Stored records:
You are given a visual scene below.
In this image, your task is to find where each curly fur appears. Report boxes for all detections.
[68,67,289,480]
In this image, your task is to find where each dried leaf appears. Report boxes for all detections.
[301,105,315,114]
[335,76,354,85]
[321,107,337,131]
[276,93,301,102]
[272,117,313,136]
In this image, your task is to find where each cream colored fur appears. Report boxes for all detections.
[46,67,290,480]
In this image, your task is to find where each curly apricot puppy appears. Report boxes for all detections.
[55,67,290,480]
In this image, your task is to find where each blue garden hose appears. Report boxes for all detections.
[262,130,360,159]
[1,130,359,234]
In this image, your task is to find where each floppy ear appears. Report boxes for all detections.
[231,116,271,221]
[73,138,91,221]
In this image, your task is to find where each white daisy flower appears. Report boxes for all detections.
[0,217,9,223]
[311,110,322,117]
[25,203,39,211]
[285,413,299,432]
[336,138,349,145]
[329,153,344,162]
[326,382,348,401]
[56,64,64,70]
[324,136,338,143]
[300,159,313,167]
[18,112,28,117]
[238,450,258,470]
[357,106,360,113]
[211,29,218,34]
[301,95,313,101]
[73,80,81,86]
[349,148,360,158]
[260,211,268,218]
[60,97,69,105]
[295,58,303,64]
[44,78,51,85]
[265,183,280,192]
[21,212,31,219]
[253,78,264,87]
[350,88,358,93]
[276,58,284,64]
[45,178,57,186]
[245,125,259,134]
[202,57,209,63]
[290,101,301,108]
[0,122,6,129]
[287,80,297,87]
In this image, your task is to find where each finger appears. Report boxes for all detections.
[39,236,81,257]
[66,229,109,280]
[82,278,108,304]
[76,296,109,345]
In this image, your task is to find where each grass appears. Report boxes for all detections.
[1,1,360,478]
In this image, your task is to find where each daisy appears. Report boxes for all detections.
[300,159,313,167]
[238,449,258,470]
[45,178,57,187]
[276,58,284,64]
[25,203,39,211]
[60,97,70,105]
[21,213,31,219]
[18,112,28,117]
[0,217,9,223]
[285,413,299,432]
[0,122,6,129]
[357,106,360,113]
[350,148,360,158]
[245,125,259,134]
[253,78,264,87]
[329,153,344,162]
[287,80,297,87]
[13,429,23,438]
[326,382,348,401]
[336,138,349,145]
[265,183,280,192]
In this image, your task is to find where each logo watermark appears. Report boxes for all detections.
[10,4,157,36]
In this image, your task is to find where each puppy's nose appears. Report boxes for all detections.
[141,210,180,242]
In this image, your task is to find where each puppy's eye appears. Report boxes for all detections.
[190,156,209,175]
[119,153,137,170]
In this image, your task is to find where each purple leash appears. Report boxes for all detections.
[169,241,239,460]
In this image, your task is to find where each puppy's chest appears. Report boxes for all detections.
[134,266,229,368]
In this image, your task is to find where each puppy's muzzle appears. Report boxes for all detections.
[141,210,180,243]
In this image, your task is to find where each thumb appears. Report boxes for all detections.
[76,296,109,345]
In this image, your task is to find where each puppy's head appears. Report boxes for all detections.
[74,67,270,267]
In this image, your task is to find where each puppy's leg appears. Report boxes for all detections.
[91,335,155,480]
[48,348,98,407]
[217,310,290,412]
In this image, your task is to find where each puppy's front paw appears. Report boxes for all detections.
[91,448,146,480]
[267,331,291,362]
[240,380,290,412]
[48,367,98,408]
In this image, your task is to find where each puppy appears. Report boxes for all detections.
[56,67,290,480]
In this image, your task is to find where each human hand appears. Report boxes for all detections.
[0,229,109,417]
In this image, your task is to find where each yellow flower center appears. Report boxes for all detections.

WHAT YOU WILL DO ▸ Every record, start to finish: reproduce it word for word.

ANSWER BELOW ▸
You are given a visual scene below.
In this image, your task is to find where each curly fur appears. Report boxes for all detections.
[68,67,289,480]
In this image, your task is to find where each dried leaf appears. Report boxes for all detections.
[301,105,315,114]
[335,76,354,85]
[321,107,337,131]
[276,93,301,102]
[272,117,313,136]
In this image, your task is to find where each cream colored fur appears. Report boxes for all detections.
[46,67,290,480]
In this image, your task is to find where each curly apricot puppy appears. Report boxes for all detections.
[55,67,290,480]
In this image, your task is to find where each blue garden hose appears. Report boxes for all detections.
[262,130,360,159]
[1,130,359,234]
In this image, your task is to find where each floppy ear appears. Report boxes for all detections.
[231,116,271,221]
[73,138,91,221]
In this image, your task is to find where each white daisy flower appears. Report boxes for all detections.
[0,217,9,223]
[311,110,322,117]
[25,203,39,211]
[285,413,299,432]
[336,138,349,145]
[329,153,344,162]
[326,382,348,401]
[56,64,64,70]
[324,136,338,143]
[300,159,313,167]
[18,112,28,117]
[238,450,258,470]
[357,106,360,113]
[211,29,218,34]
[301,95,313,101]
[73,80,81,86]
[349,148,360,158]
[260,211,268,218]
[60,97,69,105]
[295,58,303,64]
[44,78,51,85]
[265,183,280,192]
[21,212,31,219]
[253,78,264,87]
[350,88,358,93]
[276,58,284,64]
[45,178,57,186]
[245,125,259,134]
[202,57,209,63]
[290,101,301,108]
[0,122,6,129]
[287,80,297,87]
In this image, your task is to find where each finger appears. Report boxes for all detections.
[39,236,81,257]
[66,229,109,280]
[82,278,108,304]
[76,296,109,345]
In this image, your task is to find where each grass appears. Report boxes for all detections.
[1,1,360,478]
In this image, your task is to find where each daisy appears. Report boxes for all detections.
[300,159,313,167]
[238,449,258,470]
[45,178,57,187]
[276,58,284,64]
[25,203,39,211]
[60,97,70,105]
[21,213,31,219]
[18,112,28,117]
[0,217,9,223]
[285,413,299,432]
[0,122,6,129]
[357,106,360,113]
[350,148,360,158]
[245,125,259,134]
[253,78,264,87]
[329,153,344,162]
[287,80,297,87]
[13,429,23,438]
[326,382,348,401]
[336,138,349,145]
[265,183,280,192]
In this image, your task is to find where each logo watermark appears. Report boxes for all detections.
[10,4,157,36]
In this image, your task is to find where each puppy's nose appears. Report boxes for all detections.
[141,210,180,242]
In this image, your task is to find where each puppy's eye appears. Report boxes for all detections.
[190,156,209,175]
[119,153,137,170]
In this image, your task is to find where each purple leash appears. Report boxes for all detections.
[169,241,239,460]
In this image, your task is to find where each puppy's chest appears. Report boxes for all detections.
[134,266,229,368]
In this image, your task is to find where each puppy's muzzle appears. Report boxes for all detections.
[141,210,180,243]
In this image, your task is to find where each thumb appears. Report boxes for all detections.
[76,296,109,345]
In this image, your task is to find where each puppy's head appears. Report boxes for all detections.
[74,67,270,267]
In this image, your task is to find where each puppy's leg appears. Report boxes for all detections.
[91,335,155,480]
[48,348,98,407]
[217,310,290,412]
In this image, your task is to find where each puppy's front paw appears. Report boxes for all detections.
[91,448,146,480]
[267,331,291,362]
[240,380,290,412]
[48,367,98,408]
In this image, your task is to find where each puppy appears. Report boxes for all detections.
[56,67,290,480]
In this image, your task is to find where each human hand appears. Report boxes for all detections.
[0,229,109,417]
In this image, your task is to find where each yellow flower center appears. Report boxes for all detections.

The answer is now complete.